What to do:
Show every line of the records below that contains the string "lamp", copying each line in full. Case counts.

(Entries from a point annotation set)
#####
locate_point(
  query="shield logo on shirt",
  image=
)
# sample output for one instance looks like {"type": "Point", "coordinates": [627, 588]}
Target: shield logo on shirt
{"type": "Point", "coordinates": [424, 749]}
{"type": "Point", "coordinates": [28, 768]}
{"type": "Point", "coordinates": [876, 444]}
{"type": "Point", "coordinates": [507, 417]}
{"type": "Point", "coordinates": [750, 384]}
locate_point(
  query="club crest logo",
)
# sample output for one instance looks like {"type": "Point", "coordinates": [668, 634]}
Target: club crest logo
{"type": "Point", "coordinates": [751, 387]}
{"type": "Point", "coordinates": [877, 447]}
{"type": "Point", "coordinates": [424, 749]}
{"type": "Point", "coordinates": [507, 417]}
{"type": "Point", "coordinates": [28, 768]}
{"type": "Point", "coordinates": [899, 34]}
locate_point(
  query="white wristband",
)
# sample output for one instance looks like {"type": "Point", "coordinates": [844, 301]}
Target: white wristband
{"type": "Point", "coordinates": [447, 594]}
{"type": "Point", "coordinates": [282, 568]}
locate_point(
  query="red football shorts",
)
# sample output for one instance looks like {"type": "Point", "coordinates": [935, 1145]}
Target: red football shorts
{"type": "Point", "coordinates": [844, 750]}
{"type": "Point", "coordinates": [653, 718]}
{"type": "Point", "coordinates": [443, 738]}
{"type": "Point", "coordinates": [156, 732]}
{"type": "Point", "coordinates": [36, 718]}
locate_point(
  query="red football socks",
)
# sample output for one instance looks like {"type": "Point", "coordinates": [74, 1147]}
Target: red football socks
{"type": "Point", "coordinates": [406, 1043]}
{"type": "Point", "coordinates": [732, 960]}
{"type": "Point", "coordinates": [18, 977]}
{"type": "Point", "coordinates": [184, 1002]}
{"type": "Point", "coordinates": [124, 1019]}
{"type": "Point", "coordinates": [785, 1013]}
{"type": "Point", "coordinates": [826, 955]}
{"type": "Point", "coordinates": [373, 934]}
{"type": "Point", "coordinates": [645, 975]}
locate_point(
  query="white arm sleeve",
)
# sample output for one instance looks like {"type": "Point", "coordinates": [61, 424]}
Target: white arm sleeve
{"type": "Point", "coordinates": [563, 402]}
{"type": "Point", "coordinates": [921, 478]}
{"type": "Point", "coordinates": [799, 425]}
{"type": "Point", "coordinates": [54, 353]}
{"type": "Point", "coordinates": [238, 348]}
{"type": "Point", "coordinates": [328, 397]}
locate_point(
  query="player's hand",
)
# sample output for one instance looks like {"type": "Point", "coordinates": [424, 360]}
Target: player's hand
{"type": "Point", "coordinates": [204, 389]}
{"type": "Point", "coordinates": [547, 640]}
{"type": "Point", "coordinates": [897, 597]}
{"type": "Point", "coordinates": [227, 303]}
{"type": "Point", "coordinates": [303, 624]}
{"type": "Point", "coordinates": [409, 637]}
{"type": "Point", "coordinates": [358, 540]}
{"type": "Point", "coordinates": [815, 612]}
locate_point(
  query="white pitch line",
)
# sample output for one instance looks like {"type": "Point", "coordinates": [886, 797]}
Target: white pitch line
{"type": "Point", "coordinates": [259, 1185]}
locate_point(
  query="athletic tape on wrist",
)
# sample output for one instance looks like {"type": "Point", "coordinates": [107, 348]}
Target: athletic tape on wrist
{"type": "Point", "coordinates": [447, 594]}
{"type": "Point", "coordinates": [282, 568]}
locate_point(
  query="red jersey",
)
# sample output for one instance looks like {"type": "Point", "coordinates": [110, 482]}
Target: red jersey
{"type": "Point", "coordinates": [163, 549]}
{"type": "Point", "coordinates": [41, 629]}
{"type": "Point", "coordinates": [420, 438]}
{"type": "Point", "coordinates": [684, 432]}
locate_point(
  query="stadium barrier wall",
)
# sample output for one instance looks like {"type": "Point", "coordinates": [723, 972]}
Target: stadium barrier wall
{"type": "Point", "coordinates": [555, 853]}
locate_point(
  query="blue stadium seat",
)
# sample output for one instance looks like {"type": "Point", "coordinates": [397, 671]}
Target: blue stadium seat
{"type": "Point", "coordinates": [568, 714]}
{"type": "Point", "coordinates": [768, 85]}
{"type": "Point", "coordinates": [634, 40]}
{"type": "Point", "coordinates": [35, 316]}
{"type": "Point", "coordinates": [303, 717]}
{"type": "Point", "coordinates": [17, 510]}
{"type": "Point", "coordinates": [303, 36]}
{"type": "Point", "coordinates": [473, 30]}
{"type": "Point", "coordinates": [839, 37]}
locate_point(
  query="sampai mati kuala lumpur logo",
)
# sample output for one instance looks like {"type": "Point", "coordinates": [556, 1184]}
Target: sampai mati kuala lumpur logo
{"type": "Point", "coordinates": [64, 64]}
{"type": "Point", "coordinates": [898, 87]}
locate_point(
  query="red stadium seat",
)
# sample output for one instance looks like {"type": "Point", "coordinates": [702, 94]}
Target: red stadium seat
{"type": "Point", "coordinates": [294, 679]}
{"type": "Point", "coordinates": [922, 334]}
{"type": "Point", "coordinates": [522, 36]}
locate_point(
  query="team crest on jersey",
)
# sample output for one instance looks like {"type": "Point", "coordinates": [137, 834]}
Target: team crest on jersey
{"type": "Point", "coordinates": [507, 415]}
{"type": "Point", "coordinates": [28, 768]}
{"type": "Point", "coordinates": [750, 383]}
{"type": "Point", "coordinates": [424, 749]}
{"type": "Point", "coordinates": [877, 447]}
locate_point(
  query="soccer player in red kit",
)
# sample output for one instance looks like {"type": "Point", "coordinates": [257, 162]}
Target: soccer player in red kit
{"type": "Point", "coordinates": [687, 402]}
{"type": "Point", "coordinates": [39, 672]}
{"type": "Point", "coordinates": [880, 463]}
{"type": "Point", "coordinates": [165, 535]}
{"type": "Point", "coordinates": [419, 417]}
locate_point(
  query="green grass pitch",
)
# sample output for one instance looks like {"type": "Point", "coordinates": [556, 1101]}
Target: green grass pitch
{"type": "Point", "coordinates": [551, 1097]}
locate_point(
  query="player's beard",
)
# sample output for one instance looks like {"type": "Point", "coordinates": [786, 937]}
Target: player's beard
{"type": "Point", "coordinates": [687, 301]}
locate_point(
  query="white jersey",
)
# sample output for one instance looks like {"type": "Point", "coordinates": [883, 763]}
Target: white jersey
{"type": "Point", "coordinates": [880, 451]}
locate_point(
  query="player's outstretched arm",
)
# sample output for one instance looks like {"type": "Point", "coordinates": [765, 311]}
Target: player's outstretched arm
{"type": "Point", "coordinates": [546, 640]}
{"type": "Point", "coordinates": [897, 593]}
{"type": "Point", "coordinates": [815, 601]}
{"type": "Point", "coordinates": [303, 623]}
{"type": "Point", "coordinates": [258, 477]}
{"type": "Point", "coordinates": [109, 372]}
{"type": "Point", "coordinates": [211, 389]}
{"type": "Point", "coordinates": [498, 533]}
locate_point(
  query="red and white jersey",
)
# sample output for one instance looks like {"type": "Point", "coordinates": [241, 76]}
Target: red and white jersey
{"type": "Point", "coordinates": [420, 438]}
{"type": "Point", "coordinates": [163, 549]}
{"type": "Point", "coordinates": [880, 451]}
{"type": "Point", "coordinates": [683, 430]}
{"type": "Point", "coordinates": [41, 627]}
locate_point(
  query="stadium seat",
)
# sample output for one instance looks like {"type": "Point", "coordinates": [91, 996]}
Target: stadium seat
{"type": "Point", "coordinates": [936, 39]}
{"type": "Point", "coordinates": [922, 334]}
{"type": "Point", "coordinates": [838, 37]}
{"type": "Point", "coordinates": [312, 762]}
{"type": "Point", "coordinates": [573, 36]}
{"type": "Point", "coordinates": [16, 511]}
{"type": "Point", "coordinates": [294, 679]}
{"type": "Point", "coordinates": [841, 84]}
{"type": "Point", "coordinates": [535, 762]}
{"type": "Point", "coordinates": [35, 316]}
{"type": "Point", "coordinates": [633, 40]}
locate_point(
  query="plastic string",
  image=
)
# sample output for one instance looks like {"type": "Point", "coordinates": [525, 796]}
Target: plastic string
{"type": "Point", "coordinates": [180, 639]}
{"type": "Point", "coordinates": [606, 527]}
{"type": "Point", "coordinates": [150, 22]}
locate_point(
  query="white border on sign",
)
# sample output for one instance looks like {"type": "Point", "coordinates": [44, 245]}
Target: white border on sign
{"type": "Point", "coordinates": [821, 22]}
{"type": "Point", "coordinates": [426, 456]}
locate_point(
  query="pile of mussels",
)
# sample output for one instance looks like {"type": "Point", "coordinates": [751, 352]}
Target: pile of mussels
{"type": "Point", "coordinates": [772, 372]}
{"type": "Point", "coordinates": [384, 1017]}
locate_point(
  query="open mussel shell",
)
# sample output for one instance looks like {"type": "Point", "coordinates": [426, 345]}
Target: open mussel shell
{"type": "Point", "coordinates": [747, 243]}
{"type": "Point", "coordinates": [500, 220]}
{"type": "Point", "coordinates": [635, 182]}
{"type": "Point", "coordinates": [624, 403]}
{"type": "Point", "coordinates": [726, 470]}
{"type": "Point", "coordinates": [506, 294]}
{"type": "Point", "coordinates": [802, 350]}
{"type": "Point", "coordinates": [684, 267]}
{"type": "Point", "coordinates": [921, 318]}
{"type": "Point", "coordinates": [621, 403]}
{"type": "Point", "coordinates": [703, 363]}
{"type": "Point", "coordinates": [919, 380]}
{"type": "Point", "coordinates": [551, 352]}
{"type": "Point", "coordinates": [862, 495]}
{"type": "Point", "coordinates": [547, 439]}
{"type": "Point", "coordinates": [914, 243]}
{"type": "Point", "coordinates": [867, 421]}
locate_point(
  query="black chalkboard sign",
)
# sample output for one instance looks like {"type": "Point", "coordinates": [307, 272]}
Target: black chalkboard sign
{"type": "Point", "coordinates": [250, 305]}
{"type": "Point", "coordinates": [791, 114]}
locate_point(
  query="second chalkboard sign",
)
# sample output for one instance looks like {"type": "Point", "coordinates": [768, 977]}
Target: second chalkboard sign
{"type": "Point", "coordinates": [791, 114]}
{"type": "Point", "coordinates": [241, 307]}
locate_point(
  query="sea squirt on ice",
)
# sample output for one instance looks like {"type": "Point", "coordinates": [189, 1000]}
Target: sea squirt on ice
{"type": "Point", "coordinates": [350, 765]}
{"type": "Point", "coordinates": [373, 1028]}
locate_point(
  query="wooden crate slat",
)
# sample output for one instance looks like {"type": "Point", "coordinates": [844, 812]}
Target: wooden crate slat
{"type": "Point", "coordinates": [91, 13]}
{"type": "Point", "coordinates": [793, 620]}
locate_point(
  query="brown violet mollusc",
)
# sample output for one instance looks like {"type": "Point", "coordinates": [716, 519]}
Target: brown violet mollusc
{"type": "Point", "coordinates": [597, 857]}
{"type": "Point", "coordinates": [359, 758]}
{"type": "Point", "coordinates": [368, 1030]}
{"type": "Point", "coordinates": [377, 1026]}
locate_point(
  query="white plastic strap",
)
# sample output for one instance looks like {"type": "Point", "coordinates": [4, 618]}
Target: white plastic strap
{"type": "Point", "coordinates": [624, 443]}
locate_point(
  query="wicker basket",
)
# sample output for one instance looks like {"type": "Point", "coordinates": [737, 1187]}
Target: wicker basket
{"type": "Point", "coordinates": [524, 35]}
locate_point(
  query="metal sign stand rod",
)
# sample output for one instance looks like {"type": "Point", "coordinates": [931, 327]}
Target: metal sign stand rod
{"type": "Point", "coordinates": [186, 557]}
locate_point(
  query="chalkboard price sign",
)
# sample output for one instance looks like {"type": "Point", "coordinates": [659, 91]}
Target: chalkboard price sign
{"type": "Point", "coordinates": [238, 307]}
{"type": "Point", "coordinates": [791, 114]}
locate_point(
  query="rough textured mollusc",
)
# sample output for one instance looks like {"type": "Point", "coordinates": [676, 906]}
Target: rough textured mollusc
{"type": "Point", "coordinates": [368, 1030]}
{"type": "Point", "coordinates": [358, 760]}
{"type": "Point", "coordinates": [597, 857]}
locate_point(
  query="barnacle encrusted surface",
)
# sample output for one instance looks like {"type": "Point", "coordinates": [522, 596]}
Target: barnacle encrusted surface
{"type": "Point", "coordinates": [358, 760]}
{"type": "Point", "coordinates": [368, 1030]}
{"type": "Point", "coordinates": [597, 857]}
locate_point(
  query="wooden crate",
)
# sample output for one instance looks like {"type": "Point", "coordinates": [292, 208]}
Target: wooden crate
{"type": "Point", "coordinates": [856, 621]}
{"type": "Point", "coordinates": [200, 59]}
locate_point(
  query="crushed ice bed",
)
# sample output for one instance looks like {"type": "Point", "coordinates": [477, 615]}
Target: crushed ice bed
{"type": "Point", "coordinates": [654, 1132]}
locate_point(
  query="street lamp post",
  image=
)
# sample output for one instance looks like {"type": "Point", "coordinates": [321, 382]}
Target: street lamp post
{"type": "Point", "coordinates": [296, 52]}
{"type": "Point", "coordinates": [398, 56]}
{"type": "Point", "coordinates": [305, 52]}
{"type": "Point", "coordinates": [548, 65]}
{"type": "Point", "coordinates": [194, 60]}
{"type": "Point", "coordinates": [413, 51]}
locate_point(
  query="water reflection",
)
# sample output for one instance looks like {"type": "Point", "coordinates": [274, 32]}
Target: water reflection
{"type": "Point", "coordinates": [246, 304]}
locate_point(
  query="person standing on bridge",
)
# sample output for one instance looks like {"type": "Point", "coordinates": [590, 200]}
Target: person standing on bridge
#####
Solution for this task:
  query="street lamp post",
Target: street lamp post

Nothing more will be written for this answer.